** start of Given data **
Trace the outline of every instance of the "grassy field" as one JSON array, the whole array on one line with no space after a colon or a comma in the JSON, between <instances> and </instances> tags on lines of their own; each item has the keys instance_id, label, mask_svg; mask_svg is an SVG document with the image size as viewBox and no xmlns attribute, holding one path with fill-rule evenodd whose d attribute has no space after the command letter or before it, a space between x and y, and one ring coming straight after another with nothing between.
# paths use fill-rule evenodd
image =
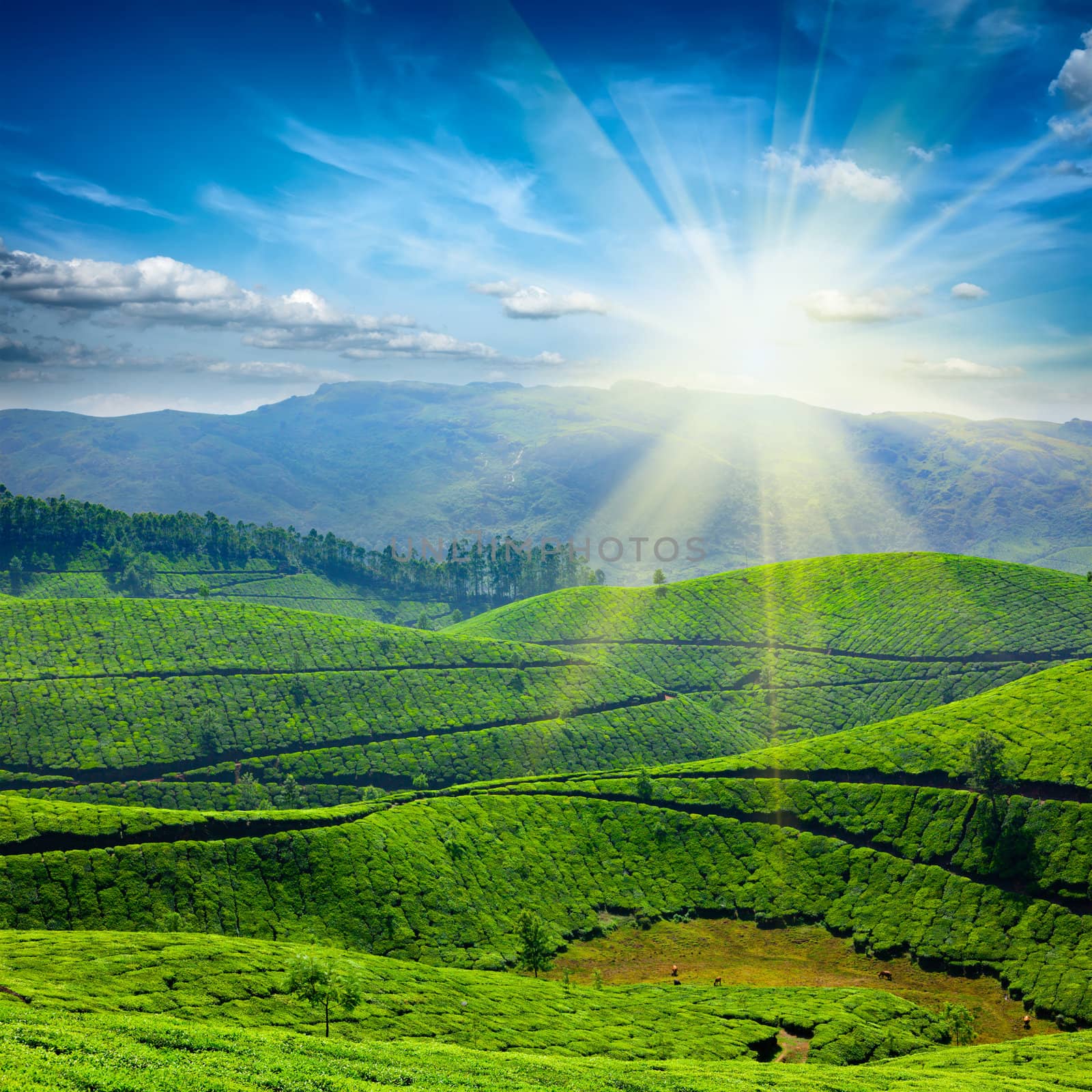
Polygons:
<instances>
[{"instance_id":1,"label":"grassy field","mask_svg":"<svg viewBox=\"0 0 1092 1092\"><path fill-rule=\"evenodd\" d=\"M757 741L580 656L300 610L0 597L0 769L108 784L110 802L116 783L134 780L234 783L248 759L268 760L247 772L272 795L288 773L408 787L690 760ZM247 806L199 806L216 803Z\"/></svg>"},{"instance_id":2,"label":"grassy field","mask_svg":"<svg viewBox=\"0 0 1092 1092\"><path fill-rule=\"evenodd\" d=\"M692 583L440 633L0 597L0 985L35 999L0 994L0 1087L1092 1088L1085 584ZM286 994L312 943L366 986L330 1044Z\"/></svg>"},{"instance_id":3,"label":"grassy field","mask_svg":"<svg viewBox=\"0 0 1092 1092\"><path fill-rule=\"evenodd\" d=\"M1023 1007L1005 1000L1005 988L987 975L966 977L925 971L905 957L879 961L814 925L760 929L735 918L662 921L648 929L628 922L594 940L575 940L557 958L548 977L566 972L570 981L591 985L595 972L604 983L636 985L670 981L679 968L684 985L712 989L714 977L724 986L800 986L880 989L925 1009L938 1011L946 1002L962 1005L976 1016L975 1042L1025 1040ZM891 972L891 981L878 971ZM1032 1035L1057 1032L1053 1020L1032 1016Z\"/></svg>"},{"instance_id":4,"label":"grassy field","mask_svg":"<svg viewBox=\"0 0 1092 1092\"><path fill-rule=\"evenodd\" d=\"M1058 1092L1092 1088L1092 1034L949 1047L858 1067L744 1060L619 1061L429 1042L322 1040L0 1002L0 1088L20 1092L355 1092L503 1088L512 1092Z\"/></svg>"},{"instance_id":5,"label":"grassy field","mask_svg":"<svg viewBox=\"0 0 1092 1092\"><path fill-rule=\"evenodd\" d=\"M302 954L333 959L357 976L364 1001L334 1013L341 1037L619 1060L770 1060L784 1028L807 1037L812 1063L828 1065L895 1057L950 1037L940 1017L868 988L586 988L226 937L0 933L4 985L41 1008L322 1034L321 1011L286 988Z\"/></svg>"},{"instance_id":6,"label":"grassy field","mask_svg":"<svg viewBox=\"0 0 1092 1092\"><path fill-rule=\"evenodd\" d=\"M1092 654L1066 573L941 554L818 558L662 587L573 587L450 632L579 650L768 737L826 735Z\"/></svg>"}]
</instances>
** end of Given data **
Given request
Pull out each line of the rows above that contains the word "image", and copy those lines in full.

Result for this task
Trace the outline of every instance of the "grassy field" as one JSON array, the whole array on one line with no space after a colon or a comma in the JSON, between <instances> and </instances> tags on lines of their own; each item has the keys instance_id, label, mask_svg; mask_svg is an SVG document with the image size as viewBox and no xmlns attribute, holding one path with fill-rule evenodd whose d attribute has no space after the command letter or before it, a space between x and y, and one ring coming straight after another with nothing between.
image =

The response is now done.